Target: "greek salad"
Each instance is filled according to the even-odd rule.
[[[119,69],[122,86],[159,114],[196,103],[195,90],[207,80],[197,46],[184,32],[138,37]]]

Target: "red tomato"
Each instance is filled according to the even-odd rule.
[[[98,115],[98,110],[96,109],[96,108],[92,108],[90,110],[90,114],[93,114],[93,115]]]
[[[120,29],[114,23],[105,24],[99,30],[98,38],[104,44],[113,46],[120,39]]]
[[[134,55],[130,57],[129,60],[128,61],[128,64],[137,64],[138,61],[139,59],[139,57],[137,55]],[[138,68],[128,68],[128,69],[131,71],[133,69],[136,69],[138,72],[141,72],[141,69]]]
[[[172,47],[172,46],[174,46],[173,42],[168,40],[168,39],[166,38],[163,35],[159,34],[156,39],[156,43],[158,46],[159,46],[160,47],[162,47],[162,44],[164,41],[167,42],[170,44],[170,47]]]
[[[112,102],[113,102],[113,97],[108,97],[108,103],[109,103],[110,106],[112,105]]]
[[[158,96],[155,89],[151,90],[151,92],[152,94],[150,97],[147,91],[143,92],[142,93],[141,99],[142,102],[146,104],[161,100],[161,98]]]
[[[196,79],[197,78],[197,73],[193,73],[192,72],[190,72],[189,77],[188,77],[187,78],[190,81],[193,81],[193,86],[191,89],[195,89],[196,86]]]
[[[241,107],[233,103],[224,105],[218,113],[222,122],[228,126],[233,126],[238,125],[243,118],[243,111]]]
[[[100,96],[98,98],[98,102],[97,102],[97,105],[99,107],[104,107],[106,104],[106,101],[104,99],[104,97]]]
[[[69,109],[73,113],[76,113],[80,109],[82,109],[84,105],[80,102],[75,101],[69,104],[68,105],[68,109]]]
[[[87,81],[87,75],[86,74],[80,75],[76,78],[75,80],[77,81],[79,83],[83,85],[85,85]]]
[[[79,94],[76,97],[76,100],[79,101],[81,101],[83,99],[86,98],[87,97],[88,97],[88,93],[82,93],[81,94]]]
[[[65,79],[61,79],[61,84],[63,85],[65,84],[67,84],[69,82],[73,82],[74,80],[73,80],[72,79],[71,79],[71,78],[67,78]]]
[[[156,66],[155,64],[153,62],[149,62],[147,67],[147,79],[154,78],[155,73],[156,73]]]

○ ○ ○

§ **Exercise directions**
Set all of the entries down again, exactly as they were given.

§ **Task response**
Target: "greek salad"
Each instance is filled according to the even-odd rule.
[[[119,69],[122,86],[159,114],[196,103],[195,90],[207,80],[197,46],[184,32],[138,37]]]

Target: "red tomato"
Each instance is filled according to the even-odd rule.
[[[98,115],[98,110],[96,109],[96,108],[92,108],[90,110],[90,114],[93,114],[93,115]]]
[[[120,29],[114,23],[105,24],[99,30],[98,38],[104,44],[113,46],[120,39]]]
[[[134,55],[130,57],[129,60],[128,61],[128,64],[137,64],[138,61],[139,59],[139,57],[137,55]],[[138,68],[128,68],[128,69],[131,71],[133,69],[136,69],[138,72],[141,72],[141,69]]]
[[[172,47],[172,46],[174,46],[173,42],[168,40],[168,39],[166,38],[163,35],[159,34],[156,39],[156,43],[158,46],[159,46],[160,47],[162,47],[162,44],[164,41],[167,42],[170,44],[170,47]]]
[[[112,102],[113,102],[113,97],[108,97],[108,103],[109,103],[110,106],[112,105]]]
[[[158,96],[155,89],[151,90],[151,92],[152,94],[150,97],[147,91],[143,92],[142,93],[141,99],[142,102],[146,104],[161,100],[161,98]]]
[[[196,79],[197,78],[197,73],[193,73],[192,72],[190,72],[189,77],[188,77],[187,78],[190,81],[193,81],[193,86],[191,89],[195,89],[196,86]]]
[[[241,107],[233,103],[224,105],[218,113],[222,122],[228,126],[233,126],[238,125],[243,118],[243,111]]]
[[[100,96],[98,98],[98,102],[97,102],[97,105],[99,107],[104,107],[106,104],[106,101],[104,99],[104,97]]]
[[[69,109],[73,113],[76,113],[80,109],[82,109],[84,105],[80,102],[75,101],[69,104],[68,105],[68,109]]]
[[[87,81],[87,75],[86,74],[80,75],[76,78],[75,80],[77,81],[79,83],[83,85],[85,85]]]
[[[79,94],[76,97],[76,100],[79,101],[81,101],[83,99],[86,98],[87,97],[88,97],[88,93],[82,93],[81,94]]]
[[[65,79],[61,79],[61,84],[63,85],[65,84],[67,84],[69,82],[73,82],[74,80],[73,80],[72,79],[71,79],[71,78],[67,78]]]
[[[156,66],[155,64],[153,62],[149,62],[147,67],[147,79],[154,78],[155,73],[156,73]]]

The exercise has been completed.